### What is asked
Rewrite the entries below, everything from the line containing "In this exercise you will mark the fingernail" down to the line containing "<point>73,52</point>", with "marker" replaced by "pin" and nothing else changed. Give back only those lines.
------ Data for processing ------
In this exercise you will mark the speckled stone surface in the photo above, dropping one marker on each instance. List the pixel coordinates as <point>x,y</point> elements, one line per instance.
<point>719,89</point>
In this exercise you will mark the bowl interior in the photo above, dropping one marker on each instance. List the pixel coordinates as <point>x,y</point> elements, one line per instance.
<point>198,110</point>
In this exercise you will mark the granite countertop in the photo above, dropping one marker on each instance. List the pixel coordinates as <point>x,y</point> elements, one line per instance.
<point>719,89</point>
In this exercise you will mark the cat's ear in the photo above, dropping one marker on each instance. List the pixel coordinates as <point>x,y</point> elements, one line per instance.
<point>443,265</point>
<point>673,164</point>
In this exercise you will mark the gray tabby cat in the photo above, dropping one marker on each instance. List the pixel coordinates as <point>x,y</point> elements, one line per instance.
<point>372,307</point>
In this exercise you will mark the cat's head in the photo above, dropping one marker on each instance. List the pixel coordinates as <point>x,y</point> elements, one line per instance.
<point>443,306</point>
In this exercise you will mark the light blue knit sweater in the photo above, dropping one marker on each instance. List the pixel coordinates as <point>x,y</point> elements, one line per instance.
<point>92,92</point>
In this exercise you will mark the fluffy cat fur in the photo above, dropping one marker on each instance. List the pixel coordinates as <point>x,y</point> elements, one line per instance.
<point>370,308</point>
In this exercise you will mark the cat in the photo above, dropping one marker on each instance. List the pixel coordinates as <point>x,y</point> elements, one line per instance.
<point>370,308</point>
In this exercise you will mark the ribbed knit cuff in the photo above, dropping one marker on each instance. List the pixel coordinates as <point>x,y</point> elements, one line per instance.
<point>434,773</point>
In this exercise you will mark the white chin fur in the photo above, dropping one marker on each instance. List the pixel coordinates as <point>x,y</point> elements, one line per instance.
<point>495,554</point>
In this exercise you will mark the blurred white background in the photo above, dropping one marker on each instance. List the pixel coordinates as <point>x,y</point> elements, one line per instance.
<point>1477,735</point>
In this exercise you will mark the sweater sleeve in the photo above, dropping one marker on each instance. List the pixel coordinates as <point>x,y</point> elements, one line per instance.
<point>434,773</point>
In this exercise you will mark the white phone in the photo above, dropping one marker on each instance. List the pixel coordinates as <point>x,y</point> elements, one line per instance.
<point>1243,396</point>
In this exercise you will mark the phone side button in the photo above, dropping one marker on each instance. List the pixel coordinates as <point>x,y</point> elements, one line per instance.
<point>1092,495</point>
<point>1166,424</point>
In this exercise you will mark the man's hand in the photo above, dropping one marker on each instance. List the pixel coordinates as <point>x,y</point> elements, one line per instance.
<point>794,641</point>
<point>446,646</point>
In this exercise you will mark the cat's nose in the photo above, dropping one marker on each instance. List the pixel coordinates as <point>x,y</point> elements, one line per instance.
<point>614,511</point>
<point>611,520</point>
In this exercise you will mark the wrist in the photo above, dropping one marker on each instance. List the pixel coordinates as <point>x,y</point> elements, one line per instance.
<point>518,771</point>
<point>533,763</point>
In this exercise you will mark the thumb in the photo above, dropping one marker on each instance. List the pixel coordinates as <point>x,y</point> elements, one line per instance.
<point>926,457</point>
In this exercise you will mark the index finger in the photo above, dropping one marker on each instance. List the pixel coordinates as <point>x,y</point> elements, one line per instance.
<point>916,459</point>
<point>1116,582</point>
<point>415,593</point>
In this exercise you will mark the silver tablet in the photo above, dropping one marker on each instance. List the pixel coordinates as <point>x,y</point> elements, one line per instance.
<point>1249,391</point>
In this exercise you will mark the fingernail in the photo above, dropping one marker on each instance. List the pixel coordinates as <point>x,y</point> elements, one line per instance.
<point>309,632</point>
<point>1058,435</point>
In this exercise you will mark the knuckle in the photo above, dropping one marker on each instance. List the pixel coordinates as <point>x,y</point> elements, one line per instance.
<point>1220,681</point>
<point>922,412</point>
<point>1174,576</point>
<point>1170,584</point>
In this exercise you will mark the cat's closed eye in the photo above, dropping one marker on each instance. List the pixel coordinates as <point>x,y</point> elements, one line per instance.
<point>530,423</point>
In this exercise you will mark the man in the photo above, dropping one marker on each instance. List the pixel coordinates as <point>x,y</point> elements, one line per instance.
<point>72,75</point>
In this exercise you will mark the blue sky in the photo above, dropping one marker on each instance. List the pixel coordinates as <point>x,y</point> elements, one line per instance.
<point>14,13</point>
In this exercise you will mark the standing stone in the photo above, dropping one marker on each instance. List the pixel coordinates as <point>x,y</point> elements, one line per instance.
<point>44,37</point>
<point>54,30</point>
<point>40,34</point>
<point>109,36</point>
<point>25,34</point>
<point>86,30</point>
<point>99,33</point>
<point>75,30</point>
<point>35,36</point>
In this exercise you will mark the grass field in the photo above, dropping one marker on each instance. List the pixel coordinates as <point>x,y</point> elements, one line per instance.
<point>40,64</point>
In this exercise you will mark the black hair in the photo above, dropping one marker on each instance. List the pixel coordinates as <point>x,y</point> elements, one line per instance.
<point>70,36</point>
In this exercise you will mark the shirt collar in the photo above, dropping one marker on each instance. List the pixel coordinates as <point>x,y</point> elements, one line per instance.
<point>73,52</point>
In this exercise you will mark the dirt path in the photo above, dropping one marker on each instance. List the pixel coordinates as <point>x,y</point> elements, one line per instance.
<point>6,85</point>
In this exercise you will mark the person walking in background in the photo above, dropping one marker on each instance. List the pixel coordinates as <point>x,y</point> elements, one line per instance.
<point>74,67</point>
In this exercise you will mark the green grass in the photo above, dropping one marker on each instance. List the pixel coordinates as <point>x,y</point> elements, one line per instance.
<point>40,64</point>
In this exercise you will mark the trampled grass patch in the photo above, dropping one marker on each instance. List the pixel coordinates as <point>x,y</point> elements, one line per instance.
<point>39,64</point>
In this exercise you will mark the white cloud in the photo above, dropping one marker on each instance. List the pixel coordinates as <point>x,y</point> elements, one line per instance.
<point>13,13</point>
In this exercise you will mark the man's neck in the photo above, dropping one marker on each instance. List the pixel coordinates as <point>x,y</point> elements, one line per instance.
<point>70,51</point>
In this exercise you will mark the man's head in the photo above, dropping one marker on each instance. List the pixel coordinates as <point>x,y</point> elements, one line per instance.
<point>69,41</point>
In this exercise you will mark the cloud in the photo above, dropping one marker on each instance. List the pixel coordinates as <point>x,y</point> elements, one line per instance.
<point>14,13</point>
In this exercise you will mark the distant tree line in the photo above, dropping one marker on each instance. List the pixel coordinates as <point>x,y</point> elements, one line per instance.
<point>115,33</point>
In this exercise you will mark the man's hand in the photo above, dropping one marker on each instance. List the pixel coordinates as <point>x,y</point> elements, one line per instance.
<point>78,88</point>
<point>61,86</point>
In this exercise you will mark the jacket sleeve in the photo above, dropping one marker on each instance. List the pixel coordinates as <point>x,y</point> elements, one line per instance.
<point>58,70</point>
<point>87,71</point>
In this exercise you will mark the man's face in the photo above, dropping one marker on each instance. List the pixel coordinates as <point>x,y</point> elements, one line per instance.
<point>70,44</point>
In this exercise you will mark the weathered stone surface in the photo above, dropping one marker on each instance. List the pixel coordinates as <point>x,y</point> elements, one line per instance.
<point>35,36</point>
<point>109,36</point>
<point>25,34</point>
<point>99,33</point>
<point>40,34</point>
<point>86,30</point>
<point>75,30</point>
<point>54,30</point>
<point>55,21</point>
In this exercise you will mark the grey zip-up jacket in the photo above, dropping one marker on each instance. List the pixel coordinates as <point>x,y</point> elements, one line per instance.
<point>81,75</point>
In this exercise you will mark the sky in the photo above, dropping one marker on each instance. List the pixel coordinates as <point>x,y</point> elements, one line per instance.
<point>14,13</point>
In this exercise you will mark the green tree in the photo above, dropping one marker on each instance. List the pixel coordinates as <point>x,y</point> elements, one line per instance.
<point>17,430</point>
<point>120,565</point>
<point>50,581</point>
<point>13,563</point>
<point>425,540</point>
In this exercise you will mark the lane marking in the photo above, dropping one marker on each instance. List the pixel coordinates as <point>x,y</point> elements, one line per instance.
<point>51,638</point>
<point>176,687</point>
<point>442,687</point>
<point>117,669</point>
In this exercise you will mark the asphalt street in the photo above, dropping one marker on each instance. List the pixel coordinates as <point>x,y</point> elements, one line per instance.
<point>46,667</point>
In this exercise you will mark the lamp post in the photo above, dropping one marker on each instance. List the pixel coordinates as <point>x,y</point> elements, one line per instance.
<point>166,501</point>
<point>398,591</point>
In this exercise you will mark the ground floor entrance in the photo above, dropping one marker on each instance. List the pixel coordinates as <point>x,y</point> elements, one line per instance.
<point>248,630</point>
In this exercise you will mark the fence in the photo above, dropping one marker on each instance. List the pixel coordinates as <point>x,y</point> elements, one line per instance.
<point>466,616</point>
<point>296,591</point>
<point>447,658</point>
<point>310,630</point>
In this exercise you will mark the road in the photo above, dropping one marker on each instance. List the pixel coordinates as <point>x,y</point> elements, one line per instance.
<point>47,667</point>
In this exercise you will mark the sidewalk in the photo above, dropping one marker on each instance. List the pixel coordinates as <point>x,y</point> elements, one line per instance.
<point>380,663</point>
------
### The solution
In this exercise you will mark the fingernail in the photo above, dropping one pin on each instance. List the pixel coordinates as <point>x,y</point> elements, one line per instance.
<point>309,632</point>
<point>1058,435</point>
In this exercise you will mark the knuckle in the photo above, dropping one pin on each instance. List the pixel coordinates as <point>x,y</point> elements, one line per instance.
<point>1220,681</point>
<point>922,412</point>
<point>1174,576</point>
<point>1170,584</point>
In this exercise you will mark the cat's closed eye in the photo above, dropping one pin on each instance. List the pixel coordinates as <point>x,y</point> elements, one line per instance.
<point>530,423</point>
In this exercise you will mark the man in the photo above, dropping one pin on each instance. List the pixel coordinates as <point>x,y</point> elements, one line per instance.
<point>72,75</point>
In this exercise you will mark the blue sky in the photo above, dropping one pin on each instance. List the pixel coordinates as <point>x,y</point> elements, one line per instance.
<point>14,13</point>
In this exercise you will mark the standing stone in the photo above, dropping one pin on each instance. List the pixel coordinates as <point>x,y</point> elements, one line per instance.
<point>44,37</point>
<point>54,30</point>
<point>40,34</point>
<point>109,36</point>
<point>25,34</point>
<point>86,30</point>
<point>99,33</point>
<point>75,30</point>
<point>35,36</point>
In this exercise you will mark the grass field in the photo above, dropping one pin on each instance. List the pixel coordinates as <point>x,y</point> elements, one line per instance.
<point>40,64</point>
In this exercise you will mark the black hair in the photo above, dropping one pin on each instance. List the pixel coordinates as <point>x,y</point> elements, one line per instance.
<point>70,36</point>
In this exercise you will mark the shirt collar in the photo above, dropping one pin on each instance. List the pixel coordinates as <point>x,y</point> elements, one line per instance.
<point>73,52</point>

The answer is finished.